◆ Given task: Copy out every line of the entries below that contains the string "dirt". The match is case-sensitive.

◆ Data excerpts:
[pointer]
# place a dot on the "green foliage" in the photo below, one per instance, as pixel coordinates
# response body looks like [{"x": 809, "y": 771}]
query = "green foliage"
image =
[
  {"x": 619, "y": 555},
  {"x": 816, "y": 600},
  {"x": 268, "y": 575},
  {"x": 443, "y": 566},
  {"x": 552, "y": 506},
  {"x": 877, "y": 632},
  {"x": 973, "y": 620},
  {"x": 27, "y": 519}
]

---

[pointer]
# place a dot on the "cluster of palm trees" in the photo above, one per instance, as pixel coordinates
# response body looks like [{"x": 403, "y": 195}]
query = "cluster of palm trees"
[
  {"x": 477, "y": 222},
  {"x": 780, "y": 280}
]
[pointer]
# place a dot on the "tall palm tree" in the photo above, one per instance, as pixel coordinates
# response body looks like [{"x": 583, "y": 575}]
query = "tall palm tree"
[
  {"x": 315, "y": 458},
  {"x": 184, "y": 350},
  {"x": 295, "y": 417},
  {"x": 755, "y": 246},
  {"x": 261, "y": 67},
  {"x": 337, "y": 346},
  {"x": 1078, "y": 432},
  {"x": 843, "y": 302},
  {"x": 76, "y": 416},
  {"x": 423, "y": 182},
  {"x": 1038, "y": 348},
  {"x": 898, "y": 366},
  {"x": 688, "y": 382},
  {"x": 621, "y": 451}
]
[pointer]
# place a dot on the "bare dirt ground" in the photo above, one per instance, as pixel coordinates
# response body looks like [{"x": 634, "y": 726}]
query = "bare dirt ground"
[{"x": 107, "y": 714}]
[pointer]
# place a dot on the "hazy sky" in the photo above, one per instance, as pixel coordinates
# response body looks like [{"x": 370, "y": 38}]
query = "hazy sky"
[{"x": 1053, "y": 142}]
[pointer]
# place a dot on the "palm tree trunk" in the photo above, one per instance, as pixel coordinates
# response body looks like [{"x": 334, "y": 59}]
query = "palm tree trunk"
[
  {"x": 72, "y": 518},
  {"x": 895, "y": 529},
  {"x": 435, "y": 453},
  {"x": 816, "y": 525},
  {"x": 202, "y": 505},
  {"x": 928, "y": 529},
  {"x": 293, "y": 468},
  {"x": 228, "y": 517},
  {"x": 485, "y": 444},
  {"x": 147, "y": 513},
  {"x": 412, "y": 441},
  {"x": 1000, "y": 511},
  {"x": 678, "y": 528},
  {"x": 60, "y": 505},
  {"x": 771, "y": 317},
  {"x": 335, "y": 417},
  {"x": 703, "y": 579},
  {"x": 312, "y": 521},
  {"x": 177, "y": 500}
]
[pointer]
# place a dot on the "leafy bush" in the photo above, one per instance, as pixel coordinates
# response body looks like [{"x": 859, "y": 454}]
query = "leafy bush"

◆ Exercise result:
# place a dot on the "bare dirt ground" in the photo above, one per instance, as pixel coordinates
query = "bare dirt ground"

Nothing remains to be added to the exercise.